[Free-text object descriptions]
::::::

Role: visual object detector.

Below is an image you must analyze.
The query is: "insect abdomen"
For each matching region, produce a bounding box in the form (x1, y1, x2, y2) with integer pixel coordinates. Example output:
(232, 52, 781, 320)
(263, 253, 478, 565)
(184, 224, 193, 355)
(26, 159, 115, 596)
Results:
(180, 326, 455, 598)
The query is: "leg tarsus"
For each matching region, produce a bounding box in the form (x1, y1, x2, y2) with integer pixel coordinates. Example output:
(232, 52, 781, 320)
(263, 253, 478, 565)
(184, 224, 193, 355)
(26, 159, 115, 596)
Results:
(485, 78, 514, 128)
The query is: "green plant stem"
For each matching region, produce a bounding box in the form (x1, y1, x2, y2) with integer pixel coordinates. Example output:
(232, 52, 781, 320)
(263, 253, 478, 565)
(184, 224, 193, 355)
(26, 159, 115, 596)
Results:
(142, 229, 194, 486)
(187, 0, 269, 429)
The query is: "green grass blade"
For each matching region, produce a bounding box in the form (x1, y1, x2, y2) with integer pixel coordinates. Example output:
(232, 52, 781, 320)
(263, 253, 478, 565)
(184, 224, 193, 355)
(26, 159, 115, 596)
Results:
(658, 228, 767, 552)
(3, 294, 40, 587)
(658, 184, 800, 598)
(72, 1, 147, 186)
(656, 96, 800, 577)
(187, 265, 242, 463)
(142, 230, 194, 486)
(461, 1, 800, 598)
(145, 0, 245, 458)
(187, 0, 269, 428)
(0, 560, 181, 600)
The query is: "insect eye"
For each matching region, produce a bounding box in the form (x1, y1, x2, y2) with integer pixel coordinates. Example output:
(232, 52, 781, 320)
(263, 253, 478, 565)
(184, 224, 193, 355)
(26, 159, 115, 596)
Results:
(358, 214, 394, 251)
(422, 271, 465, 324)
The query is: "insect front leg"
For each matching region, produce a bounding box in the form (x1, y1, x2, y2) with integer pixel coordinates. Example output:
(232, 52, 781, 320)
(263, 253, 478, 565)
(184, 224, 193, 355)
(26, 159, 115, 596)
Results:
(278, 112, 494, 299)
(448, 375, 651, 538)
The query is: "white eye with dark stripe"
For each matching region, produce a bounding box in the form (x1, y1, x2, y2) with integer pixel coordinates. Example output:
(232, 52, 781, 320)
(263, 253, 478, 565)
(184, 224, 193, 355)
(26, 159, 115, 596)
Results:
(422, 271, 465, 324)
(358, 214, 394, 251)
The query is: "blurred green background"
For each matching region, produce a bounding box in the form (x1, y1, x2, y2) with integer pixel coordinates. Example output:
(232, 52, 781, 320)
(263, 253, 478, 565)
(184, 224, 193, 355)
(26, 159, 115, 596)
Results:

::::::

What you will do
Would you count the lines in the data that include the word "query" and reply with only the number?

Solution
8